──────── DATA LISTING ────────
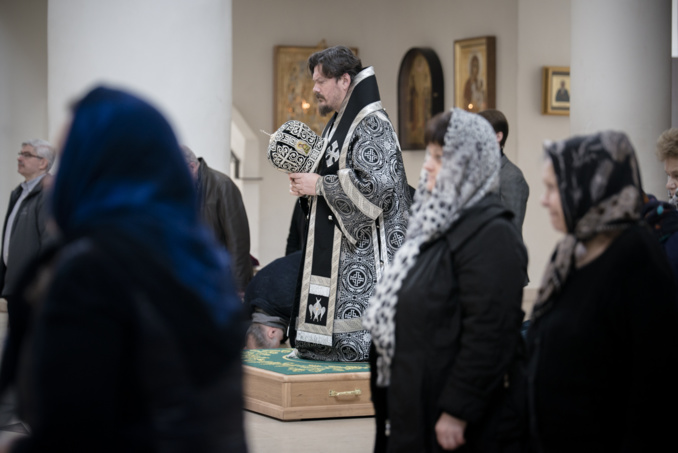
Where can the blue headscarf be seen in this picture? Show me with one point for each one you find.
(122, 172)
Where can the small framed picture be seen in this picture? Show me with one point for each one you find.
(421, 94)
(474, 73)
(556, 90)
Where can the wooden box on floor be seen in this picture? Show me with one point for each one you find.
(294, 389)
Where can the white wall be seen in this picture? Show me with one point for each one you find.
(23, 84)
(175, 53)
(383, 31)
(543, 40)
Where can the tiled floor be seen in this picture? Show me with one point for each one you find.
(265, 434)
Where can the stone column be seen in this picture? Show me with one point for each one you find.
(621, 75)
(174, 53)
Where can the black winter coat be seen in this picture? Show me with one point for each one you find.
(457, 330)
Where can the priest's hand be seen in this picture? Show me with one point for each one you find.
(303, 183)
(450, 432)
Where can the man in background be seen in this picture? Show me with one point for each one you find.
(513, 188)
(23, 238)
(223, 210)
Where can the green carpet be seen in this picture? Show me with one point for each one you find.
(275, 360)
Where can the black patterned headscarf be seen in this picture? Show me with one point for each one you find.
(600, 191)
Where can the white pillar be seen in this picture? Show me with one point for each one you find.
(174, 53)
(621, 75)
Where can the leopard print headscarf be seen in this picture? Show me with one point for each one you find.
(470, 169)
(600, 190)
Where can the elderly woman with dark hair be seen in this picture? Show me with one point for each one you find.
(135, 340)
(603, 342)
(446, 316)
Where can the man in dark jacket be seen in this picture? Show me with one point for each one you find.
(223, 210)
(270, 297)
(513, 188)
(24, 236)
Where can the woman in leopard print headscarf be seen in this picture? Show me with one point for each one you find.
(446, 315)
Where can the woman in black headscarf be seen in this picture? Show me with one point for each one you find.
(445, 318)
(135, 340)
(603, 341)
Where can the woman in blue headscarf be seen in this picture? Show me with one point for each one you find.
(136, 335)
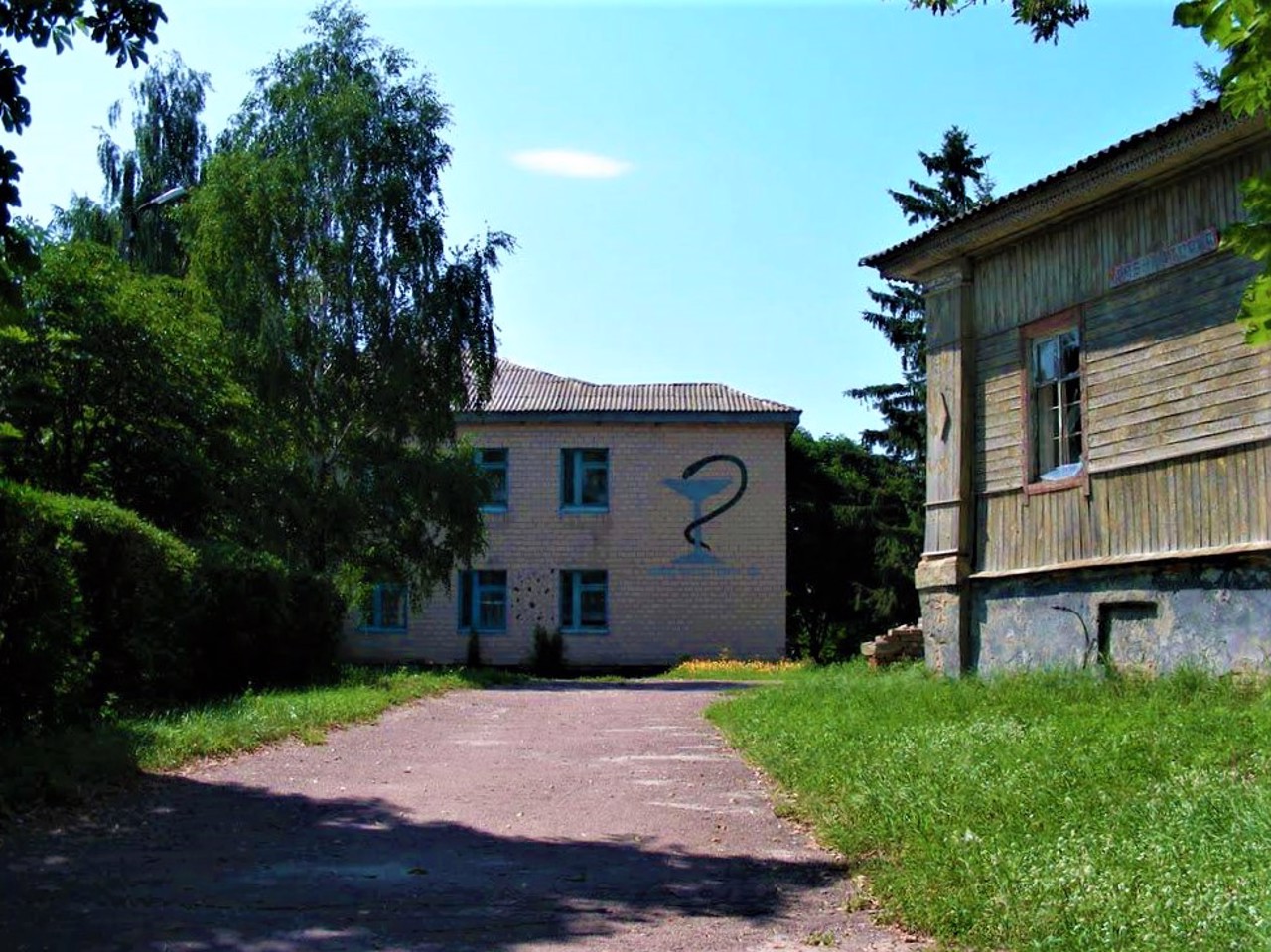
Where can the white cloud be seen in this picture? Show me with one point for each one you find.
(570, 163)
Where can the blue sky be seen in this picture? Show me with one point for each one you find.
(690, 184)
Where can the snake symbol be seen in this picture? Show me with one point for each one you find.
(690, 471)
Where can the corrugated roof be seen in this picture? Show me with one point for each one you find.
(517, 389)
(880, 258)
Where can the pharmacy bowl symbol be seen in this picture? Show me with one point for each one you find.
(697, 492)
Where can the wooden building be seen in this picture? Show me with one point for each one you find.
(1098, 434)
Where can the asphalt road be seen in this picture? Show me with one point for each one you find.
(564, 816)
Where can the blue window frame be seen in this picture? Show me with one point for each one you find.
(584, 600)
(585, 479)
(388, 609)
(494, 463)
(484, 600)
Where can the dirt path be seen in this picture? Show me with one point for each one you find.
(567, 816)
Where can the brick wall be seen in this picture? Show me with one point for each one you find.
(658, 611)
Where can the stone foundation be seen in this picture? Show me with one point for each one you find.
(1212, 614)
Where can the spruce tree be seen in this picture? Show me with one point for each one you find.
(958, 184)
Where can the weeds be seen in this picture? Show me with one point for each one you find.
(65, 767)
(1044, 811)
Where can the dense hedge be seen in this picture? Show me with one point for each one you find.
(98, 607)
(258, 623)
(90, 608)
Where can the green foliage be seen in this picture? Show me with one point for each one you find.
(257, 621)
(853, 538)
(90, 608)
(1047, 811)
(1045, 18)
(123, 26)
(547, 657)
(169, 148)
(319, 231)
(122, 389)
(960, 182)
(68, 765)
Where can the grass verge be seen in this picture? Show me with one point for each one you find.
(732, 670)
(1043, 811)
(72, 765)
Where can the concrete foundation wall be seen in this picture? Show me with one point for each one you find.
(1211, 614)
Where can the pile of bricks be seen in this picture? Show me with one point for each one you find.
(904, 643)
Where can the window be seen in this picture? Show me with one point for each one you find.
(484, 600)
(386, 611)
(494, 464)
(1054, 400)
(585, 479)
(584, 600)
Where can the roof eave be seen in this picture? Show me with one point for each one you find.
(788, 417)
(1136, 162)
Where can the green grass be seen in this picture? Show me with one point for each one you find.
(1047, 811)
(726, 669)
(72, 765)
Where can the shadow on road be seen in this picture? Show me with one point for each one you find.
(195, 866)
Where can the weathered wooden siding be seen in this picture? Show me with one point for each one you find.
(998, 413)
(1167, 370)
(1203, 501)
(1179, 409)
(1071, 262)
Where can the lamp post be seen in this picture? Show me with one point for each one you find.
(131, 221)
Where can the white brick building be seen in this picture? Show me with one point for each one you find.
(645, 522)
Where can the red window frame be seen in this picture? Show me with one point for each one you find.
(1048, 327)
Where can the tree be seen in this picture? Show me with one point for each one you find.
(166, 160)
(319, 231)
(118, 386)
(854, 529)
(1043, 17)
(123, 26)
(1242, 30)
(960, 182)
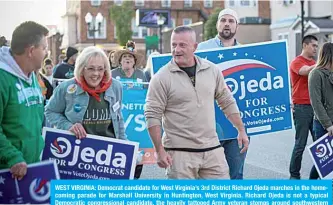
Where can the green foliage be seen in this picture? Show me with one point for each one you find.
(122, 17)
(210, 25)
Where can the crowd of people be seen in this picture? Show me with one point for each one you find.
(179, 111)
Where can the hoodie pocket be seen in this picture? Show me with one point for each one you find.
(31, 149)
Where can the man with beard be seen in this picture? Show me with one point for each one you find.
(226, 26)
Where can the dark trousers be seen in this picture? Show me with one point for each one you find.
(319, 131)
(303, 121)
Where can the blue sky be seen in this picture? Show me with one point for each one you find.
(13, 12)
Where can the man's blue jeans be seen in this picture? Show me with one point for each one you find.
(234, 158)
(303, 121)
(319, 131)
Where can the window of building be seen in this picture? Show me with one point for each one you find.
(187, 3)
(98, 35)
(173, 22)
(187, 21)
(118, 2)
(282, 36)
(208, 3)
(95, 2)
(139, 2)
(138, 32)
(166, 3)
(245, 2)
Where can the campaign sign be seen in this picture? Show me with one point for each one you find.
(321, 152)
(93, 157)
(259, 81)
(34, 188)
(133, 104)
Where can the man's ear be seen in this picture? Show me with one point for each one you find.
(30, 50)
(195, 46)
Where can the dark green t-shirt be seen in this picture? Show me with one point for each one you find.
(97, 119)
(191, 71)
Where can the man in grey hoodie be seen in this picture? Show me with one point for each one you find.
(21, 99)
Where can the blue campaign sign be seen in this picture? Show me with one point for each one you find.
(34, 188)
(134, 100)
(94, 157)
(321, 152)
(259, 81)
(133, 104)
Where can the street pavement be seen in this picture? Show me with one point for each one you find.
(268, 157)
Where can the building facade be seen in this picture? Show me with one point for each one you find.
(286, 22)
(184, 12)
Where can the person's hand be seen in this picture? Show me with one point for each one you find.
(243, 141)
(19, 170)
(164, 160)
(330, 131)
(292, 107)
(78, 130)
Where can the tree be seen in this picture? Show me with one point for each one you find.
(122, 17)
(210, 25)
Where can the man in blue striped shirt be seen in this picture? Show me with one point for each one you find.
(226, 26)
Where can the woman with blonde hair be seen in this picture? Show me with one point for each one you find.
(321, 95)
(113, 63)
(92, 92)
────────
▶ [STATED TASK]: Reproduce all of the items above verbatim, line for line, and omit the pictures from your output.

▶ [FINISHED TASK]:
Where can the blue headscarf be seen in this picture? Show me with one point for each one you find.
(122, 172)
Where can the small framed picture be seen in this picture? Show me with one point for each one you find.
(421, 94)
(474, 73)
(556, 90)
Where can the wooden box on floor be seen in this picture? Show me with one point for each one you find.
(294, 389)
Where can the white wall be seen in this picture? Show me with one point for each one you find.
(23, 84)
(175, 53)
(383, 31)
(543, 40)
Where can the tiled floor be seen in this picture? Show me with one point for each one you find.
(265, 434)
Where can the stone column be seen in this picture? Show me with one point for each one you find.
(621, 75)
(174, 53)
Where can the black winter coat be seen in this picture? Show me with one point for each one you find.
(457, 330)
Where can the priest's hand be seen in this picture? Show me with one point for each one you find.
(303, 183)
(450, 432)
Where can the man in background be seen in this picture? Show me with one point for each one you find.
(513, 188)
(23, 238)
(223, 210)
Where can the green carpet be seen in this picture? Show me with one point for each one you find.
(275, 360)
Where can the black patterned headscarf be seen in this picture? Show me with one point for each one you find.
(600, 191)
Where can the white pillar be seen in this picture? Show me with one point for each one you find.
(174, 53)
(621, 75)
Where can the leopard print headscarf be seen in this picture? Show me with one point for each one you find.
(470, 169)
(600, 190)
Where can the elderly woman with dark hair be seen in this picture? Show me with one point for each one you find.
(135, 340)
(603, 342)
(446, 316)
Where can the man in dark jacket be seen in this picture? Show me with one point for each one you find.
(223, 210)
(270, 297)
(513, 188)
(24, 236)
Where can the woman in leopard print headscarf be seen in this picture? Show me with one point for each one you find.
(446, 315)
Where can the woman in black headscarf be seen in this picture? Show me with one point for each one you find.
(445, 318)
(135, 340)
(603, 341)
Where can the woman in blue headscarf be seen in this picture? Show me with one point for each one you find.
(136, 335)
Where can the white cloud be seen in this picture? Show me with one point for each one you find.
(570, 163)
Where can the blue sky be seen in this picture? Show me with one point for each one you find.
(690, 184)
Where can the snake symbol be seen in this picture? Show me with one point for each one you find.
(690, 471)
Where can the corrugated roof be seen in this picture? Show me with one point for each one you find.
(517, 389)
(880, 258)
Where can the pharmacy bowl symbol be seen in this picture? Show me with one point for each one you find.
(697, 492)
Where can the wooden building be seen in this picture? Show me with one point for each one you find.
(1098, 434)
Where can the asphalt road be seen in this picture? Show me with one point for each one you find.
(564, 816)
Where can the blue window frame be seen in this picture? Show me with one point for each one you find.
(584, 600)
(585, 479)
(388, 609)
(494, 463)
(484, 600)
Where can the dirt path be seen in this picture? Show me with one point for each one you find.
(567, 816)
Where can the brick wall be seen in this picture? Show me with one point for each one you find.
(658, 611)
Where can the stone foundation be seen in this picture? Show me with one point for each one you find.
(1212, 614)
Where can the spruce tree be seen in this picture? Show me with one point for each one you find.
(958, 184)
Where can the weeds be seen in this picture? Show me with one point for each one you find.
(65, 767)
(1044, 811)
Where can the dense hedge be seen in this picture? Show me with one point for each one you find.
(98, 607)
(258, 623)
(90, 608)
Where can the green foliage be seen in this picture? Show me with one point for each one you find.
(257, 621)
(853, 538)
(90, 608)
(1047, 811)
(1045, 18)
(123, 26)
(547, 657)
(169, 148)
(319, 231)
(122, 389)
(960, 182)
(68, 765)
Where can the grass verge be seen in this picture? Show me with one point for each one you find.
(732, 670)
(1043, 811)
(72, 765)
Where can the concrete foundation wall be seen in this picture? Show me with one point for each one you find.
(1211, 614)
Where can the pile of bricks be seen in this picture? Show me with one point for each one you find.
(904, 643)
Where can the window be seen in this picture? Show me with one point for each one you find.
(484, 600)
(386, 611)
(494, 464)
(1054, 400)
(585, 479)
(584, 600)
Where can the roof eave be seen in this picture? Show me with one point for each one you find.
(788, 417)
(1136, 162)
Where can the green grass be seen in this picture? Show me with one point for each one you find.
(1047, 811)
(726, 669)
(72, 765)
Where can the shadow on road be seen in this picture? Show me with one point for each one you find.
(195, 866)
Where can the weathered wooden siding be seen in this picture? Show me with one point for each one you find.
(998, 413)
(1167, 370)
(1203, 501)
(1179, 409)
(1071, 262)
Where can the lamp post be seen in this picture? Show me with one point for each one you find.
(131, 221)
Where can the white brick building be seen in this picture? Show me with one point for each one you find.
(645, 522)
Where can the red window frame be seen in this picture? Show me with one point for each one you find.
(1048, 327)
Where can the tree be seen in this picture? Show me with one point for each one you find.
(166, 160)
(319, 231)
(118, 386)
(854, 529)
(1043, 17)
(123, 26)
(1242, 30)
(960, 182)
Where can the green foliage be seen in this picture? Show me with one point for each one you find.
(122, 17)
(210, 25)
Where can the crowd of people be seen in this picture? Show me with one point for each one you find.
(179, 111)
Where can the hoodie pocket be seen in this picture? Show me with one point for each one you find.
(31, 149)
Where can the man with beard be seen in this picture? Show me with one point for each one you find.
(226, 26)
Where can the dark trousers be seen in this picture? Show me with one point for each one you find.
(319, 131)
(303, 121)
Where can the blue sky be seen in this picture? Show me with one point for each one you find.
(13, 12)
Where can the man's blue jeans be seen in this picture? Show me with one point for each one you find.
(234, 158)
(303, 121)
(319, 131)
Where can the window of building be seen in this picture? Show me with one point for each one you find.
(187, 3)
(98, 35)
(173, 22)
(187, 21)
(118, 2)
(282, 36)
(208, 3)
(95, 2)
(139, 2)
(138, 32)
(166, 3)
(245, 2)
Where can the campaign sign be seen in this picture? Show me with one point for each one you find.
(321, 152)
(93, 157)
(259, 81)
(34, 188)
(133, 104)
Where can the man's ear be seen in this picture? Show me with one point for each one you find.
(30, 50)
(195, 46)
Where can the dark green t-shirt be seen in this picture? Show me with one point for each one you find.
(97, 119)
(191, 71)
Where can the man in grey hoodie be seen in this picture? Show me with one point for each one you find.
(21, 99)
Where can the blue campaign sign be seen in this picture? Show me with one point for each one you find.
(34, 188)
(134, 100)
(94, 157)
(321, 152)
(259, 81)
(133, 104)
Where can the street pavement be seen in this picture? Show me with one point for each one you find.
(268, 157)
Where can the building facade be seen in this picture? Show me with one point for each one you find.
(286, 22)
(184, 12)
Where can the person's hand be seen in this picture? Show me with one point for each one you find.
(243, 141)
(19, 170)
(164, 160)
(330, 131)
(292, 107)
(78, 130)
Where can the tree be seen in this picture? Show me with one point for each one you find.
(122, 17)
(210, 25)
Where can the man in blue striped shirt be seen in this picture? Show me with one point for each one you find.
(226, 26)
Where can the woman with blonde hair be seen in this picture? Show me with one point for each one you find.
(321, 95)
(113, 63)
(92, 92)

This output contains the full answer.